ABOUT THIS TASK: Return the data below in full. Keep each character unchanged.

[Point localization data]
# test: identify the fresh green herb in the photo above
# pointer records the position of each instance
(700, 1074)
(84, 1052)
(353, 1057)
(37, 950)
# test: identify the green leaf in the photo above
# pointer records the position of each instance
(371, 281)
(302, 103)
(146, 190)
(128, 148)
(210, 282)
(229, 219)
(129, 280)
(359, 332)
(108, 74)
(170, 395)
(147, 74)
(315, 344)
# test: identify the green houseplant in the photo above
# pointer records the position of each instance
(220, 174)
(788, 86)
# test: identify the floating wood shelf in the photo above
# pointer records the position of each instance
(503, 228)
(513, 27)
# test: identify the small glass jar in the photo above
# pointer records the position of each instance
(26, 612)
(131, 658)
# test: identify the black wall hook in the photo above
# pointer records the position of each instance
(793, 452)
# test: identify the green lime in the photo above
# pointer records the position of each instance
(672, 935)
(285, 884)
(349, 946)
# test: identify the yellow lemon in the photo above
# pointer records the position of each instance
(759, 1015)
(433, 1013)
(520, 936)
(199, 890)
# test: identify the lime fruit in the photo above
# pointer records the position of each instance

ANSWER TO THIS EXERCISE:
# test: identify the fresh green herb in the photo above
# pointer records the position of each instance
(700, 1074)
(84, 1052)
(353, 1057)
(37, 950)
# test: identify the green leaf in the photo above
# pointer records the position of each instance
(371, 281)
(302, 103)
(146, 190)
(128, 148)
(210, 282)
(229, 219)
(129, 280)
(359, 332)
(108, 74)
(170, 395)
(147, 74)
(315, 344)
# test: identify the green houseplant in the photo above
# pointer records the position of each instance
(220, 174)
(788, 86)
# test: identify the floating wood shelf in the photo above
# pointer records the position of each instance
(503, 228)
(513, 27)
# test: identify the small glass jar in the photo above
# pointer records the position of each instance
(26, 612)
(131, 658)
# test: identify the black wall hook in the photo above
# pointer records the position of each instance
(793, 452)
# test: identify the green lime in the photo above
# pointer records the position of each instance
(672, 935)
(285, 884)
(349, 946)
# test: identify the yellow lemon in the photo above
# pointer records the position of each instance
(759, 1015)
(433, 1013)
(520, 936)
(199, 890)
# test: identify the lime fruit in the photo above
# pointer records the position of each instance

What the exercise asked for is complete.